### Document segment
⟨
* [PATCH 0/2] remoteproc: improve robustness for rproc_attach fail cases
@ 2026-04-09 8:46 Jingyi Wang
2026-04-09 8:46 ` [PATCH 1/2] remoteproc: core: Attach rproc asynchronously in rproc_add() path Jingyi Wang
2026-04-09 8:46 ` [PATCH 2/2] remoteproc: qcom: Check glink->edge in glink_subdev_stop() Jingyi Wang
0 siblings, 2 replies; 5+ messages in thread
From: Jingyi Wang @ 2026-04-09 8:46 UTC (permalink / raw)
To: Bjorn Andersson, Mathieu Poirier
Cc: aiqun.yu, tingwei.zhang, trilok.soni, yijie.yang,
linux-remoteproc, linux-kernel, linux-arm-msm, Jingyi Wang
Failure in rproc_attach() path can cause issues like NULL pointer
dereference when doing recovery and rproc_add() fail, improve the
robustness for rproc_attach fail cases.
Previous discussion:
https://lore.kernel.org/all/9bdc6b6d-ddf0-47af-b1ed-8d1e75bf30c2@oss.qualcomm.com/
Signed-off-by: Jingyi Wang <jingyi.wang@oss.qualcomm.com>
---
Jingyi Wang (2):
remoteproc: core: Attach rproc asynchronously in rproc_add() path
remoteproc: qcom: Check glink->edge in glink_subdev_stop()
drivers/remoteproc/qcom_common.c | 3 +++
drivers/remoteproc/remoteproc_core.c | 20 ++++++++++++--------
include/linux/remoteproc.h | 1 +
3 files changed, 16 insertions(+), 8 deletions(-)
---
base-commit: db7efce4ae23ad5e42f5f55428f529ff62b86fab
change-id: 20260409-rproc-attach-issue-2e3290d6d013
Best regards,
--
Jingyi Wang <jingyi.wang@oss.qualcomm.com>
^ permalink raw reply [flat|nested] 5+ messages in thread
* [PATCH 1/2] remoteproc: core: Attach rproc asynchronously in rproc_add() path
2026-04-09 8:46 [PATCH 0/2] remoteproc: improve robustness for rproc_attach fail cases Jingyi Wang
@ 2026-04-09 8:46 ` Jingyi Wang
2026-04-10 14:28 ` Stephan Gerhold
2026-04-09 8:46 ` [PATCH 2/2] remoteproc: qcom: Check glink->edge in glink_subdev_stop() Jingyi Wang
1 sibling, 1 reply; 5+ messages in thread
From: Jingyi Wang @ 2026-04-09 8:46 UTC (permalink / raw)
⟩
### Information given
⟨
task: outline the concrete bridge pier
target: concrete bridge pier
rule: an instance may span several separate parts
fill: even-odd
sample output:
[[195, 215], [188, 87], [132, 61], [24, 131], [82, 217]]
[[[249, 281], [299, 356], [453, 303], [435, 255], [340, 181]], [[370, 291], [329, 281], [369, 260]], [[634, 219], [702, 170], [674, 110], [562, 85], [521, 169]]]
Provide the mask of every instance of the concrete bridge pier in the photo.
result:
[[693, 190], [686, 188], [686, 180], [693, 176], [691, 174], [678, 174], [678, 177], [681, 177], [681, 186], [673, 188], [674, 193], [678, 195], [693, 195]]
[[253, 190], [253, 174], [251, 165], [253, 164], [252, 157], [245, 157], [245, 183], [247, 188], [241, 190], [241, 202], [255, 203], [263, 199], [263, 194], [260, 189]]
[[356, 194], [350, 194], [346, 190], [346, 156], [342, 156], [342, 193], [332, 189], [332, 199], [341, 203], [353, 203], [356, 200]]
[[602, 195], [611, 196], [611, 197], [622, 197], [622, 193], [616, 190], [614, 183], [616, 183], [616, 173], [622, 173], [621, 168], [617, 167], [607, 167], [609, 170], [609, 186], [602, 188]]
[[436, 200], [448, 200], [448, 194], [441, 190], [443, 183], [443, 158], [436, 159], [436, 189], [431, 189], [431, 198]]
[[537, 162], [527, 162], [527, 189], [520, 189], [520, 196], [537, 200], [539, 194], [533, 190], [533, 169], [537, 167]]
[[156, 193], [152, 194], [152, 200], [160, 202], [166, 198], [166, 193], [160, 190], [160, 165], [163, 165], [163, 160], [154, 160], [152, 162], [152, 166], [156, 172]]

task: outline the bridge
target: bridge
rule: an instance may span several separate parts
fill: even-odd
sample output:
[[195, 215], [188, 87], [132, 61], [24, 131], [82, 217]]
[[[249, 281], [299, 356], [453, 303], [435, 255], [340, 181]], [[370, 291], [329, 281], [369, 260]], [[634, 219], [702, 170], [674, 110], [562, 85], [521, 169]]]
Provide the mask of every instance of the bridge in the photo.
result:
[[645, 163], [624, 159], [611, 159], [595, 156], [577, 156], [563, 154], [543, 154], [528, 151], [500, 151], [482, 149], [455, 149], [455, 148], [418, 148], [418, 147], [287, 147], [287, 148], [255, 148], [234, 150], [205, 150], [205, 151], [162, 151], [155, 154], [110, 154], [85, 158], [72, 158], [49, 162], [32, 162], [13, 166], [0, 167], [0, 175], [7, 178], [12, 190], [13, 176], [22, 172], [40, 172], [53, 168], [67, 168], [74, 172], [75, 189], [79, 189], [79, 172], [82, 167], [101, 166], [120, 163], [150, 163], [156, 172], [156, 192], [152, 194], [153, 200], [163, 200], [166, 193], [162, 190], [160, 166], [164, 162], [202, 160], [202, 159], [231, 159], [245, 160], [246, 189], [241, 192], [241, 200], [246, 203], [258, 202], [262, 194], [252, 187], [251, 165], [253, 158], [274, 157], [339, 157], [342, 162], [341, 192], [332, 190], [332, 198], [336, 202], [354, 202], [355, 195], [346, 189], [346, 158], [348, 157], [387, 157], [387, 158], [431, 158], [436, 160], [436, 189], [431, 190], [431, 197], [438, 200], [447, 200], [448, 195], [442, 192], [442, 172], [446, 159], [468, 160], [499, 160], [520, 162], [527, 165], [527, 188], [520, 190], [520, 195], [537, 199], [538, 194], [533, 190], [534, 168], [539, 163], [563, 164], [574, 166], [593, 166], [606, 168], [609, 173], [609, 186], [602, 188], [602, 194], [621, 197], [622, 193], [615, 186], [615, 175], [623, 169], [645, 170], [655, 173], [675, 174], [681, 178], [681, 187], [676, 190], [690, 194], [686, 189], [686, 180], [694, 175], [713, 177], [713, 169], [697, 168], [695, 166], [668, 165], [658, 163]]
⟩
### Problems and tasks
- a) Rewrite the rows from the start of the records through the line containing "186], [602, 188]]", requests included, raising every outline point coordinate in the answers by 117.
- b) Carry the remoteproc patch thread forward from the point where it stops.
The rows and the remoteproc patch thread come from separate sources.

### Replies
- a)
task: outline the concrete bridge pier
target: concrete bridge pier
rule: an instance may span several separate parts
fill: even-odd
sample output:
[[195, 215], [188, 87], [132, 61], [24, 131], [82, 217]]
[[[249, 281], [299, 356], [453, 303], [435, 255], [340, 181]], [[370, 291], [329, 281], [369, 260]], [[634, 219], [702, 170], [674, 110], [562, 85], [521, 169]]]
Provide the mask of every instance of the concrete bridge pier in the photo.
result:
[[810, 307], [803, 305], [803, 297], [810, 293], [808, 291], [795, 291], [795, 294], [798, 294], [798, 303], [790, 305], [791, 310], [795, 312], [810, 312]]
[[370, 307], [370, 291], [368, 282], [370, 281], [369, 274], [362, 274], [362, 300], [364, 305], [358, 307], [358, 319], [372, 320], [380, 316], [380, 311], [377, 306]]
[[473, 311], [467, 311], [463, 307], [463, 273], [459, 273], [459, 310], [449, 306], [449, 316], [458, 320], [470, 320], [473, 317]]
[[719, 312], [728, 313], [728, 314], [739, 314], [739, 310], [733, 307], [731, 300], [733, 300], [733, 290], [739, 290], [738, 285], [734, 284], [724, 284], [726, 287], [726, 303], [719, 305]]

- b)
To: Bjorn Andersson, Mathieu Poirier
Cc: aiqun.yu, tingwei.zhang, trilok.soni, yijie.yang,
linux-remoteproc, linux-kernel, linux-arm-msm, Jingyi Wang
For rproc with state RPROC_DETACHED and auto_boot enabled, the attach
callback will be called in the rproc_add()->rproc_trigger_auto_boot()->
rproc_boot() path, the failure in this path will cause the rproc_add()
fail and the resource release, which will cause issue like rproc recovery
or falling back to firmware load fail. Add attach_work for rproc and call
it asynchronously in rproc_add() path like what rproc_start() do.
Signed-off-by: Jingyi Wang <jingyi.wang@oss.qualcomm.com>
---
drivers/remoteproc/remoteproc_core.c | 20 ++++++++++++--------
include/linux/remoteproc.h | 1 +
2 files changed, 13 insertions(+), 8 deletions(-)
diff --git a/drivers/remoteproc/remoteproc_core.c b/drivers/remoteproc/remoteproc_core.c
index b087ed21858a..f02db1113fae 100644
--- a/drivers/remoteproc/remoteproc_core.c
+++ b/drivers/remoteproc/remoteproc_core.c
@@ -1673,18 +1673,21 @@ static void rproc_auto_boot_callback(const struct firmware *fw, void *context)
release_firmware(fw);
}
+static void rproc_attach_work(struct work_struct *work)
+{
+ struct rproc *rproc = container_of(work, struct rproc, attach_work);
+
+ rproc_boot(rproc);
+}
+
static int rproc_trigger_auto_boot(struct rproc *rproc)
{
int ret;
- /*
- * Since the remote processor is in a detached state, it has already
- * been booted by another entity. As such there is no point in waiting
- * for a firmware image to be loaded, we can simply initiate the process
- * of attaching to it immediately.
- */
- if (rproc->state == RPROC_DETACHED)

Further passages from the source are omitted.